* begin Page text *
However, it is easy to forget to delete a dynamically-allocated object- especially in complex code, which causes a resource bug called a memory leak. For this reason, the use of raw pointers is strongly discouraged in modern C++. It is almost always better to wrap a raw pointer in a smart pointer, which will automatically release the memory when its destructor is invoked (when the code goes out of scope for the smart pointer); by using smart pointers you virtually eliminate a whole class of bugs in your C++ programs.

7. Windows Data Types

In classic Win32 programming for C and C++, most functions use Windows-specific typedefs and #define macros (defined in windef.h) to specify the types of parameters and return values. These “Windows data types” are mostly just special names (aliases) given to C/C++ built-in types. For a complete list of these typedefs and preprocessor definitions, see Windows Data Types. Some of these typedefs, such as HRESULT and LCID, are useful and descriptive. Others, such as INT, have no special meaning and are just aliases for fundamental C++ types. Other Windows data types have names that are retained from the days of C programming and 16-bit processors, and have no purpose or meaning on modern hardware or operating systems. There are also special data types associated with the Windows Runtime Library, listed as Windows Runtime base data types. In modern C++, the general guideline is to prefer the C++ fundamental types unless the Windows type communicates some additional meaning about how the value is to be interpreted.
* end Page text *
* begin Given entries *
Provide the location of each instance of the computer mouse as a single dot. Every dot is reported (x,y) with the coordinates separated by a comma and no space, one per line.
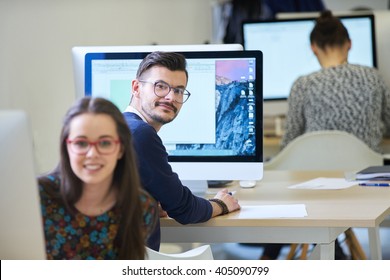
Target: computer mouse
(247,184)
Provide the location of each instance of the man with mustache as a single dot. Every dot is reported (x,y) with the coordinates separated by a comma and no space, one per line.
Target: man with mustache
(158,93)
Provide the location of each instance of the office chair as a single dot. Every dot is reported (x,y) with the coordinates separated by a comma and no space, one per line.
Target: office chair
(326,150)
(200,253)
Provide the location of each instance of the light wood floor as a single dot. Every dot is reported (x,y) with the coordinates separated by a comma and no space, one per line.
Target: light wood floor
(235,251)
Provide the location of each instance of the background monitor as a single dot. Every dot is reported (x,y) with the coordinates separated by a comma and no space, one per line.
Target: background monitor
(21,234)
(79,52)
(285,44)
(218,133)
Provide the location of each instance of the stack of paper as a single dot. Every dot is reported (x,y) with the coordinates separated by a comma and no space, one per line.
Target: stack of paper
(374,173)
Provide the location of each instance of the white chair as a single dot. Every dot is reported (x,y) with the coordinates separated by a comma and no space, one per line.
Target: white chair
(326,150)
(200,253)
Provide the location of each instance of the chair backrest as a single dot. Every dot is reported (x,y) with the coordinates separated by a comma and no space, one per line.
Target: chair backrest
(325,150)
(200,253)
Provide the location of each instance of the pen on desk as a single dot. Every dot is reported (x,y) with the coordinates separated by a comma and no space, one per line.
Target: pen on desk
(375,184)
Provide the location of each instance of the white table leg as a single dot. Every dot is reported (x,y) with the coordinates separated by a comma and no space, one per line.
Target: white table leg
(375,243)
(323,252)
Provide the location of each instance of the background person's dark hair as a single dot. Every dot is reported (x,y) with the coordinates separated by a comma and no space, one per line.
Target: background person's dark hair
* end Given entries *
## Work to be completed
In the C++ passage, which header file defines the Windows-specific typedefs and #define macros? The entries have nothing to do with the C++ passage.

## Solution for this exercise
windef.h